WORK ITEM: Work out how many lines below contain the word "cloud". Only the number is wanted.

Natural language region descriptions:
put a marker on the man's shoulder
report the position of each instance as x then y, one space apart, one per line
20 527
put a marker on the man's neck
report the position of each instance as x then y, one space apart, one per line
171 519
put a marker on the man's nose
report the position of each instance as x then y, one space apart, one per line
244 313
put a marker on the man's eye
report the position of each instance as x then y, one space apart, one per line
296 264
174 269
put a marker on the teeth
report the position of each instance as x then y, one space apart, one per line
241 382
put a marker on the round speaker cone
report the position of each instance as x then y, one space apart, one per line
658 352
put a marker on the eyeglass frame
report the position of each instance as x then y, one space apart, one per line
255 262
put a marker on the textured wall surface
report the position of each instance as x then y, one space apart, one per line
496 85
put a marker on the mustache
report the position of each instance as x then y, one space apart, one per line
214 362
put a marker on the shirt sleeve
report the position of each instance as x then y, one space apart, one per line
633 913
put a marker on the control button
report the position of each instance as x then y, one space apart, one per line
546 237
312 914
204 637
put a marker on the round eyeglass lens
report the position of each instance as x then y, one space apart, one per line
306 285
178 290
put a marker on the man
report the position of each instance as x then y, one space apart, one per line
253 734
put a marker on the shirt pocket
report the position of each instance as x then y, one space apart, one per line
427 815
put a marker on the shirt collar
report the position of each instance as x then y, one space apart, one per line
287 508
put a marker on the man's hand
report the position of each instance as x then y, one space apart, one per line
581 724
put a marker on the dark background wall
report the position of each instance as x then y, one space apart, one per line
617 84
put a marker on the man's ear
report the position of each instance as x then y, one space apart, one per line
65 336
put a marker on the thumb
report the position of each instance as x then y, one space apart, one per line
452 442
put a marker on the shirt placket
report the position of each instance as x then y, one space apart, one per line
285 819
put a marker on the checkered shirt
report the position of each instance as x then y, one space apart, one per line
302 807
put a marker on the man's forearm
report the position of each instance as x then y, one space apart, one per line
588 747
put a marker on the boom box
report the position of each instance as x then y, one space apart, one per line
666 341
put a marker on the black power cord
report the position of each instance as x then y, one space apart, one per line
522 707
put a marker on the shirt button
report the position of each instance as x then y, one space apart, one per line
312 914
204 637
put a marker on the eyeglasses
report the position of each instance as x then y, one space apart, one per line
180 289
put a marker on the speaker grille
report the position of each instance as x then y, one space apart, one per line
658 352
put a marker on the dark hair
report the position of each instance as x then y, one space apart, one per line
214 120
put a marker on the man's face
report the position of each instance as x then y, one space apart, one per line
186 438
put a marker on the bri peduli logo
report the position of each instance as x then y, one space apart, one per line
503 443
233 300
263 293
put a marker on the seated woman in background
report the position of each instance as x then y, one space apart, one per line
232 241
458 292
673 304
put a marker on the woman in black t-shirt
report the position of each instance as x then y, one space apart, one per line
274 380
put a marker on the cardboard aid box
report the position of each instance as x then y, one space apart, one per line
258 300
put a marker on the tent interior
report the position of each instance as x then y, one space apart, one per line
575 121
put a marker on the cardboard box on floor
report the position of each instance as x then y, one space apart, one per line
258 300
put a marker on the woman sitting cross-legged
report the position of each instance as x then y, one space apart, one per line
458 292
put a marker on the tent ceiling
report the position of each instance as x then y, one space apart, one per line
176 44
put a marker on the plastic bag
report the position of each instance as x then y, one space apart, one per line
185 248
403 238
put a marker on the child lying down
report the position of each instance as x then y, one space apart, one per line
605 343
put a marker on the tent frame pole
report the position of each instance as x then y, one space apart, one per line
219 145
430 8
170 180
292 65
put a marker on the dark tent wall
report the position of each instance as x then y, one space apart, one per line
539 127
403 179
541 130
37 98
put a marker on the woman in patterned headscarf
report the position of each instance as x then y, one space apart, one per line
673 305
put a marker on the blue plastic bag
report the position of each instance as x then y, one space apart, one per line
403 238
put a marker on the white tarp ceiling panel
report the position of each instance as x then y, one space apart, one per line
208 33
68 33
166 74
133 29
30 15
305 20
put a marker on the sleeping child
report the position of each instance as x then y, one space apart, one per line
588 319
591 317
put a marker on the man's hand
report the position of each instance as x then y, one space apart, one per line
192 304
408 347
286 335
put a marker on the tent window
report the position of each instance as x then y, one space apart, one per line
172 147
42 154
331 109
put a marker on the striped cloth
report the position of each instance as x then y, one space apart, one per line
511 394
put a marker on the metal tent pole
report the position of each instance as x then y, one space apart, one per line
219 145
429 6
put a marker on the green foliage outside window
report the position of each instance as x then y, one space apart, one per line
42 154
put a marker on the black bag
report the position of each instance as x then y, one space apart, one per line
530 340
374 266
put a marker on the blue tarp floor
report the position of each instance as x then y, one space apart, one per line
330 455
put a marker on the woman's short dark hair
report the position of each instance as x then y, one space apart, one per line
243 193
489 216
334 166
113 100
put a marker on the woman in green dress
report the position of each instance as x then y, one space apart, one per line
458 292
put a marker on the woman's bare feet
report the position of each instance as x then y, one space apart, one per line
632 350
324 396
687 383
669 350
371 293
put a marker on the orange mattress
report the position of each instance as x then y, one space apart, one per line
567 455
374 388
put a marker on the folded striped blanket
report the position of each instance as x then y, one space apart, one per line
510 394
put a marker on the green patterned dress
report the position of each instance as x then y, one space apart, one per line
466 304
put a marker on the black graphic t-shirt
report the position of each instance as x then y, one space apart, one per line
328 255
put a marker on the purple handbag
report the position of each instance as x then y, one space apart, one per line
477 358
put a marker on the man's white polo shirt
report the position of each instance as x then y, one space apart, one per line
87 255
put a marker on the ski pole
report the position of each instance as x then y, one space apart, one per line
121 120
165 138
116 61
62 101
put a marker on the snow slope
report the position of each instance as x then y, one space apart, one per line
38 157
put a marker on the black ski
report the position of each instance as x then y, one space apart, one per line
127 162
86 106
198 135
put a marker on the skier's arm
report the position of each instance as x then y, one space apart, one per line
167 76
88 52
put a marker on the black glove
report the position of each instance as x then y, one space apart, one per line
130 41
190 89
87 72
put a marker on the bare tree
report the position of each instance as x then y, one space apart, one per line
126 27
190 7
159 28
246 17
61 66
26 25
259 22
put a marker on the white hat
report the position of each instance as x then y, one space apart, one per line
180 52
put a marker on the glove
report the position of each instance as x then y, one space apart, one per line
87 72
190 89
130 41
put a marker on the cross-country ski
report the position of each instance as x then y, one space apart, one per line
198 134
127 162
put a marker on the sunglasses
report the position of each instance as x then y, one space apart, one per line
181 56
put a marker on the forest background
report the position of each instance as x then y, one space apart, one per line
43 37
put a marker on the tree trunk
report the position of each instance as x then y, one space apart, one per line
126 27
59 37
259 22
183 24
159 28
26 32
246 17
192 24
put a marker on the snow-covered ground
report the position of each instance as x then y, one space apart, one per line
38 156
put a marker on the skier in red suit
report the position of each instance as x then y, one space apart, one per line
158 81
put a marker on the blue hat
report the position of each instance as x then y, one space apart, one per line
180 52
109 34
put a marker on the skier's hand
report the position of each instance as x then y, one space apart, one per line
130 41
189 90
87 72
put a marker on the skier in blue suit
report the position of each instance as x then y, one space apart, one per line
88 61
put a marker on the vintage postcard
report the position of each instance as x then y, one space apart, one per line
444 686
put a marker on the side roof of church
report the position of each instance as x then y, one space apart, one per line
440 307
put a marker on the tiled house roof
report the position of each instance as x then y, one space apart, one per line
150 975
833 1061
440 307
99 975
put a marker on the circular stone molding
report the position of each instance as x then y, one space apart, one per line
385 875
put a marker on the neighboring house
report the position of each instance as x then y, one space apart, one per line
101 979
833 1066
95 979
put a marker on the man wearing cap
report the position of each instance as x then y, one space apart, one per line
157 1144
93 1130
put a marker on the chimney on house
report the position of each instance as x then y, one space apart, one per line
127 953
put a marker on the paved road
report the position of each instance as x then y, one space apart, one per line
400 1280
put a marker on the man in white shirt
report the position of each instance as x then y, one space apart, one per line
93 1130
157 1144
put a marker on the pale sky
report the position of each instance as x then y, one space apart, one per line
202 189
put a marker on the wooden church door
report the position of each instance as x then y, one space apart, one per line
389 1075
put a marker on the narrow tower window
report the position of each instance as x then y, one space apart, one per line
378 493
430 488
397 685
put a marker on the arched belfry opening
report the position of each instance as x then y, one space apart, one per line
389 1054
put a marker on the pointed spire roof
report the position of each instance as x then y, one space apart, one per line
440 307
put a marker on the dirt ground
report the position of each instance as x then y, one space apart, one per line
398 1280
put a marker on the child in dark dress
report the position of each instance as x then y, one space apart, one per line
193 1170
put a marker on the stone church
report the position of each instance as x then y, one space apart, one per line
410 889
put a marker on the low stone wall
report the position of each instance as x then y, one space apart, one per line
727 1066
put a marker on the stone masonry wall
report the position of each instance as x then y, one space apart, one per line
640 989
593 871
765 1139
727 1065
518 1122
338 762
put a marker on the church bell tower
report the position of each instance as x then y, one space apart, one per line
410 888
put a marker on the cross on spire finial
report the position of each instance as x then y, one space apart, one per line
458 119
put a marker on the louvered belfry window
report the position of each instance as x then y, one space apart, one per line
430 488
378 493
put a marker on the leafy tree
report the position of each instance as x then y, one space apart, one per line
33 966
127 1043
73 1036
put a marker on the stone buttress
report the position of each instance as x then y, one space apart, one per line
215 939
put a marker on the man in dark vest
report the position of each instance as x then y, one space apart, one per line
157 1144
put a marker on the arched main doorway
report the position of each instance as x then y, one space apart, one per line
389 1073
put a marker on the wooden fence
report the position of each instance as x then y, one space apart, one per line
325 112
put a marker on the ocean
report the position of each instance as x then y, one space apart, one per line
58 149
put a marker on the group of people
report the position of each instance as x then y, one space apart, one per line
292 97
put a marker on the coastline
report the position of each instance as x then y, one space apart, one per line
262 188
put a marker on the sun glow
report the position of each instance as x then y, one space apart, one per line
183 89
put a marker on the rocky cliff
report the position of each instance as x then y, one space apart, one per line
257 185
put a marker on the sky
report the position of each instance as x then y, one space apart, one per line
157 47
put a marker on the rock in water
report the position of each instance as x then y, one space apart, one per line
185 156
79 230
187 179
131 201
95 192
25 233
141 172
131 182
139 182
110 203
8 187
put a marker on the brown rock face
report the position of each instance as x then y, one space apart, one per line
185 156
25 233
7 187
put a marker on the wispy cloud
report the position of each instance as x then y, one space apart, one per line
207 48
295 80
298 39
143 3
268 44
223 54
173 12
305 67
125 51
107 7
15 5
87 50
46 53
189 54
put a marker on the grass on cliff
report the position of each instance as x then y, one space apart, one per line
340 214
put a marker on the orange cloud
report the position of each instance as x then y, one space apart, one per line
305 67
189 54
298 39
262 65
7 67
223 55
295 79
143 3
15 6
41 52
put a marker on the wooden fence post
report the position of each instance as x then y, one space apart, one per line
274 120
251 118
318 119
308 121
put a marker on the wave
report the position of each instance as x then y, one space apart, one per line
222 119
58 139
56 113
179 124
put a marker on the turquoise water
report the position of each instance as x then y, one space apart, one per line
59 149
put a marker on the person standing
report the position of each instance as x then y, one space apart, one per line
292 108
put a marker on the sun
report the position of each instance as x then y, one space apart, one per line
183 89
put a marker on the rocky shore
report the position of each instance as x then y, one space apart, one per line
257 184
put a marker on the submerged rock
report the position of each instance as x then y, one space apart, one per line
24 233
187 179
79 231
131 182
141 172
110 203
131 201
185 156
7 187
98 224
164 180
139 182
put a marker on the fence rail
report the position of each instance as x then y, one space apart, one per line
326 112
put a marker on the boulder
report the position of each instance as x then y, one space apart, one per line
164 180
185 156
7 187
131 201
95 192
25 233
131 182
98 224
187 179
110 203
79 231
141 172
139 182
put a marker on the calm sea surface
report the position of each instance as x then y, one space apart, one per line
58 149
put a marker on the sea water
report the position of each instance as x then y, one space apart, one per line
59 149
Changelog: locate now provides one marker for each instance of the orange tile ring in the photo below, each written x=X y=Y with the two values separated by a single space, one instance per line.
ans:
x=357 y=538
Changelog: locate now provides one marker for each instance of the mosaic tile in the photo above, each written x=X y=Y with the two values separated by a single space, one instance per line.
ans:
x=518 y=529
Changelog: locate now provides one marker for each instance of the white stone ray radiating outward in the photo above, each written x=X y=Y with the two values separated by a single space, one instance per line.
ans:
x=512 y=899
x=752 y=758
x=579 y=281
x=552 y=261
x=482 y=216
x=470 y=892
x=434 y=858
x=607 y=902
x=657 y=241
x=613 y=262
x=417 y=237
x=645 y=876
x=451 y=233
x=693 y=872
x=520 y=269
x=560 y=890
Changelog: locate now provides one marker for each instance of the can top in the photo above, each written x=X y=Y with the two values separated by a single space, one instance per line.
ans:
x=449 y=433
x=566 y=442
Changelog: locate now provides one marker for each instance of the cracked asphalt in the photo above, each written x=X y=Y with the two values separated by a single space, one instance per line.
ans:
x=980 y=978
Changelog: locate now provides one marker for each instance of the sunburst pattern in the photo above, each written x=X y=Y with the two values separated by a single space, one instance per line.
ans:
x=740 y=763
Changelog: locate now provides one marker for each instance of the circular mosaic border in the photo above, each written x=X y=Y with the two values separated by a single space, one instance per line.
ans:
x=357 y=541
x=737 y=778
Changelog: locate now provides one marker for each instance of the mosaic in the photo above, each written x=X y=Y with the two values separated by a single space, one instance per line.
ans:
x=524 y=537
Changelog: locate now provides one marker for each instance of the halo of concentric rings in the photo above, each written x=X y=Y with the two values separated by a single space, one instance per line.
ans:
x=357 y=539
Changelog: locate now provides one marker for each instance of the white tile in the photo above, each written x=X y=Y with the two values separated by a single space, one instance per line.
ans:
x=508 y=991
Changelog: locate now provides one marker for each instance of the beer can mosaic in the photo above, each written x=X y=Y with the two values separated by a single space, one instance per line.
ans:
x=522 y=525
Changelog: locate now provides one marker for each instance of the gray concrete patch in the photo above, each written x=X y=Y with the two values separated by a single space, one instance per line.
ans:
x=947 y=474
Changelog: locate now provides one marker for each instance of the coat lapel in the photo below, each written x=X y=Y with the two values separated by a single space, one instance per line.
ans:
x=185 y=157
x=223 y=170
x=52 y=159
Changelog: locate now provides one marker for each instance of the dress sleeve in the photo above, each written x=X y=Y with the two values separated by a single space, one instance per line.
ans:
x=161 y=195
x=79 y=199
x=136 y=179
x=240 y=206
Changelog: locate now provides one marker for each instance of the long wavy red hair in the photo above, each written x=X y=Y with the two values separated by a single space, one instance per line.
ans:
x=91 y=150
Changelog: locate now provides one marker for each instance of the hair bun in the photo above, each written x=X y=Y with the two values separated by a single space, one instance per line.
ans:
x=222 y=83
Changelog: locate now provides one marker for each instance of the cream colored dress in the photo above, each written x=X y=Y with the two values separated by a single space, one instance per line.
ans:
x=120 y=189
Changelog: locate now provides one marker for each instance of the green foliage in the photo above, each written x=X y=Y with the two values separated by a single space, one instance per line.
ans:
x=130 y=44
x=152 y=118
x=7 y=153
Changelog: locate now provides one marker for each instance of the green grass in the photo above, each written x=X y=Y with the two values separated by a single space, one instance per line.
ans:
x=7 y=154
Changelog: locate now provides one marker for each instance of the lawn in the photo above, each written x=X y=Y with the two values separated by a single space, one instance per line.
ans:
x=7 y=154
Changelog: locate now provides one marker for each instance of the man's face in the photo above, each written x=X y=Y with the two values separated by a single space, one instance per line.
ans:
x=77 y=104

ANSWER TO THE PROBLEM: 2